Extrait du document:
======

CH.FILM

L' Ami, portrait de Mix et Remix Suisse 2022 – 80min.

Critique du film

Lettre d’amitié à un génie ordinaire

Critique du film: Laurine Chiarini

En 2016 décédait Philippe Becquelin, alias Mix & Remix, dessinateur de presse bien connu des Romands. Son ami Frédéric Pajak, réalisateur du film, lui rend hommage sous forme d’un documentaire mêlant images d’archives et témoignages.

Un gros nez, trois coups de crayon et un trait de génie : il n’en fallait pas plus au dessinateur Philippe Becquelin, connu des lecteurs sous le pseudonyme de Mix & Remix, pour saisir avec justesse et un humour au vitriol l’essence de l’actualité et les travers de ceux qui la composaient. Guerre, religion ou suicide assisté, aucun sujet ne lui échappait. Aimé de tous, lecteurs autant que collègues, fait rare dans la profession, Mix ne visait personne en particulier, mais l’espèce humaine dans son ensemble. Si ses personnages aux gros nez sont reconnaissables entre mille pour quiconque a eu un jour entre les mains un exemplaire d’un des journaux où il officiait, peu connaissent en revanche l’homme qu’il était dans le privé.

L’idée d’un documentaire n’est pas nouvelle : du vivant de Philippe Becquelin, Frédéric Pajak avait déjà pour ambition de tourner un court métrage qui aurait mis en lumière le processus créatif du dessinateur. Mix avait été d’accord, mais le projet avait fini par prendre une tout autre forme. Mêlant images d’archives, témoignages et anecdotes personnelles, le film, biographie d’un ami par un autre, dévoile par petites touches la personne qui se cachait derrière le personnage. Décrit comme trouillard à l’unanimité par son entourage, Mix avait pourtant le courage de n’avoir aucune limite dans les sujets qu’il abordait, là où d’autres se seraient auto-censurés. Et s’il a fini par atteindre la notoriété qu’on lui connaît, le film s’engouffre dans les méandres d’un parcours professionnel parfois sinueux.

======

Énoncé de tâche: Poursuivez la critique du documentaire consacré à Mix & Remix après sa dernière phrase. Les enregistrements n'interviennent en rien dans ce travail.

======

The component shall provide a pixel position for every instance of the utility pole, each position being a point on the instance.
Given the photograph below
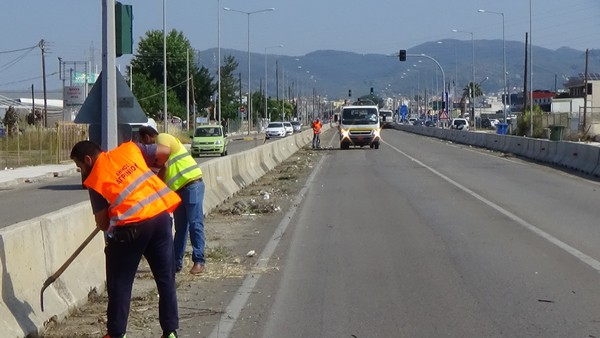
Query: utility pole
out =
(187, 89)
(42, 46)
(585, 80)
(525, 92)
(240, 82)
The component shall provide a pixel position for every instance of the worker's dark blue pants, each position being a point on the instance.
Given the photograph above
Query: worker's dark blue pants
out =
(153, 239)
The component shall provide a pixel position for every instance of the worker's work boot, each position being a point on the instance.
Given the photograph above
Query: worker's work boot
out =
(197, 268)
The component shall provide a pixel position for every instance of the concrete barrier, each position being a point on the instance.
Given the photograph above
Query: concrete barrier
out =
(539, 149)
(570, 155)
(577, 156)
(587, 158)
(515, 145)
(31, 251)
(552, 149)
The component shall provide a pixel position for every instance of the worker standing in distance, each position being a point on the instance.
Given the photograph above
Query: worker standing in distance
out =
(316, 125)
(182, 174)
(132, 206)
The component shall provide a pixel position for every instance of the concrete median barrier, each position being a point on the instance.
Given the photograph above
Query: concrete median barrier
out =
(49, 241)
(515, 145)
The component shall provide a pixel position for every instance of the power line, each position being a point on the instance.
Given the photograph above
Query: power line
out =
(18, 50)
(25, 80)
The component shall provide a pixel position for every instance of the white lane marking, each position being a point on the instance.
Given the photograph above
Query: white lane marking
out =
(594, 264)
(234, 308)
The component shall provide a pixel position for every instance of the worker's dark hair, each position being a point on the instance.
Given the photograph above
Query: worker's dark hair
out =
(84, 148)
(147, 130)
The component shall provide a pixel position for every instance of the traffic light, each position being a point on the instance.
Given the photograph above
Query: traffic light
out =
(123, 29)
(402, 55)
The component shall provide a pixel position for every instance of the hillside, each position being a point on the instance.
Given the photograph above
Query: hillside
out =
(333, 73)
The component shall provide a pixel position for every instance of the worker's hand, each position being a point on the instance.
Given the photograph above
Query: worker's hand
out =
(102, 219)
(162, 155)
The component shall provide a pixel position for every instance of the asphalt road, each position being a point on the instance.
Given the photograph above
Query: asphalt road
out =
(30, 200)
(423, 238)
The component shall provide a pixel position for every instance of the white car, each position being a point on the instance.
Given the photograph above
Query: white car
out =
(275, 129)
(460, 124)
(289, 128)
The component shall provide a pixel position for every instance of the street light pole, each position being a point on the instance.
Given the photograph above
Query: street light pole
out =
(531, 75)
(472, 86)
(219, 62)
(166, 126)
(249, 118)
(505, 99)
(267, 81)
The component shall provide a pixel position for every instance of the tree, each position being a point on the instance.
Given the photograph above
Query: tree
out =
(147, 67)
(35, 118)
(11, 120)
(467, 94)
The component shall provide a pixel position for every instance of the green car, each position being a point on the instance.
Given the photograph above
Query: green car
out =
(209, 139)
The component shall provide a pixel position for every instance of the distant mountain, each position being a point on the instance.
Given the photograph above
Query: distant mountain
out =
(333, 73)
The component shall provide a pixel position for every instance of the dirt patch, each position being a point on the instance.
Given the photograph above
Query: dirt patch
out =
(235, 233)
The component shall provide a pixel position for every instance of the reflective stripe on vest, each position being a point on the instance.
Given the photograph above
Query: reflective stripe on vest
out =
(181, 168)
(137, 207)
(134, 193)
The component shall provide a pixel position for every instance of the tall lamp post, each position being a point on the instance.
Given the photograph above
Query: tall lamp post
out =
(267, 81)
(166, 126)
(472, 86)
(219, 62)
(249, 91)
(505, 99)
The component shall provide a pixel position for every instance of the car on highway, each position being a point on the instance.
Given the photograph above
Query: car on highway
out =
(386, 118)
(460, 124)
(209, 140)
(297, 126)
(289, 129)
(275, 129)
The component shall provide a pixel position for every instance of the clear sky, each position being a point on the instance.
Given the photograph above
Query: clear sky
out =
(72, 28)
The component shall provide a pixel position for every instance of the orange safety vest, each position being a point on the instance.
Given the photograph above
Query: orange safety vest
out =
(317, 127)
(134, 192)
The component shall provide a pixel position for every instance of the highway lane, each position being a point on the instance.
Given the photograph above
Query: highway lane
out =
(30, 200)
(424, 238)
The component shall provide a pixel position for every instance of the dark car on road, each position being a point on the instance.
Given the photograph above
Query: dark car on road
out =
(297, 126)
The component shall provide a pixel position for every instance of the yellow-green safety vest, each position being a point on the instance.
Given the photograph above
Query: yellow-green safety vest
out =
(181, 168)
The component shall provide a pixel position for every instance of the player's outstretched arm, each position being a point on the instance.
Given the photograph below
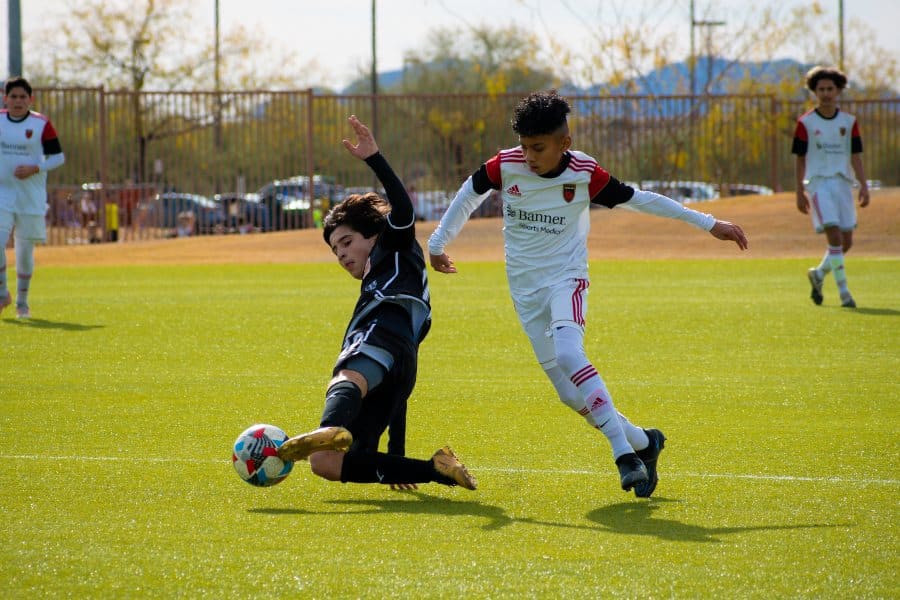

======

Réponse au problème:
À l’origine, Philippe Pajak craignait que les personnages de Mix ne tombent dans l’oubli : filmer son ami, interviewer une trentaine de proches, puis orchestrer le tout en y glissant des images d’archives est une façon de lui rendre hommage tout en laissant une trace pour la postérité. Mi-punk, mi-anarchiste, car d’aucun bord politique, Mix aimait le rock, Frank Zappa et le rap américain. Ses goûts se retrouvent en partie dans la bande-son, qui fait la part belle aux chansons de Léonard Cohen et à des accents jazzy plus langoureux. Le personnage était complexe, insaisissable presque : attachant, très ironique, il savait aussi se montrer tendre. Mais grand stressé devant l’Éternel, étouffant sous le poids du succès, Mix avait fini par se sentir enfermé dans ses petits personnages si caractéristiques.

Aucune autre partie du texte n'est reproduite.